What the exercise asks:
The answer should contain all of the records below, each one copied word for word.

Supplied information:
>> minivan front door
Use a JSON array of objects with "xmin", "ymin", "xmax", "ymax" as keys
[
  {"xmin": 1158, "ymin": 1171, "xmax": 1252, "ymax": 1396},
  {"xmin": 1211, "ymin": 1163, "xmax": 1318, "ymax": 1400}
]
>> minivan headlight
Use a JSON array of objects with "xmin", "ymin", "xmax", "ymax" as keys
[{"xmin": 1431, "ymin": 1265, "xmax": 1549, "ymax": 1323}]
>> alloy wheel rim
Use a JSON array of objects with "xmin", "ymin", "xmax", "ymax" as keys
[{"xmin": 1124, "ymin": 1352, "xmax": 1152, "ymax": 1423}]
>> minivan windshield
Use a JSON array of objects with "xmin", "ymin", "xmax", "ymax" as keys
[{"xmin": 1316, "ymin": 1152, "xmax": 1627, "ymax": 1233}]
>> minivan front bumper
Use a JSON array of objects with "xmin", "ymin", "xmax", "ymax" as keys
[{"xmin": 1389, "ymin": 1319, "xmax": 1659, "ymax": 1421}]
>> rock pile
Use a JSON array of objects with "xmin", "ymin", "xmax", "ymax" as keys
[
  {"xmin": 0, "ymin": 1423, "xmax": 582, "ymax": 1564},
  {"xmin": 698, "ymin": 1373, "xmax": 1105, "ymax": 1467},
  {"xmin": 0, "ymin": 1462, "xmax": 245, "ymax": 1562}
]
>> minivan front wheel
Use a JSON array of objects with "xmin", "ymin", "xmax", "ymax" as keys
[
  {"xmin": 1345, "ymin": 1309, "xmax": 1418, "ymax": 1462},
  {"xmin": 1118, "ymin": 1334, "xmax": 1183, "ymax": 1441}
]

Response to the exercise:
>> minivan front door
Use a JSON array of objects with "xmin", "ymin", "xmax", "ymax" as keys
[
  {"xmin": 1158, "ymin": 1171, "xmax": 1252, "ymax": 1396},
  {"xmin": 1211, "ymin": 1163, "xmax": 1318, "ymax": 1400}
]
>> minivan headlight
Use a JSON array of objects with "xmin", "ymin", "xmax", "ymax" as keys
[{"xmin": 1431, "ymin": 1265, "xmax": 1549, "ymax": 1323}]
>> alloy wheel rim
Use a JSON array of objects with "xmin", "ymin", "xmax", "ymax" as keys
[{"xmin": 1124, "ymin": 1352, "xmax": 1152, "ymax": 1423}]
>> minivan windshield
Use a JSON array of objects with "xmin", "ymin", "xmax", "ymax" as keys
[{"xmin": 1316, "ymin": 1152, "xmax": 1627, "ymax": 1233}]
>> minivan front bumper
Use a JSON array of objects with "xmin", "ymin", "xmax", "ymax" as keys
[{"xmin": 1389, "ymin": 1319, "xmax": 1659, "ymax": 1421}]
>> rock pile
Use a JSON array of objects with "xmin", "ymin", "xmax", "ymax" as keys
[
  {"xmin": 0, "ymin": 1423, "xmax": 582, "ymax": 1564},
  {"xmin": 698, "ymin": 1373, "xmax": 1105, "ymax": 1467},
  {"xmin": 0, "ymin": 1462, "xmax": 245, "ymax": 1562}
]
>> minivan front wheel
Use a JSON array of objects with "xmin", "ymin", "xmax", "ymax" as keys
[
  {"xmin": 1345, "ymin": 1309, "xmax": 1418, "ymax": 1462},
  {"xmin": 1118, "ymin": 1334, "xmax": 1183, "ymax": 1441}
]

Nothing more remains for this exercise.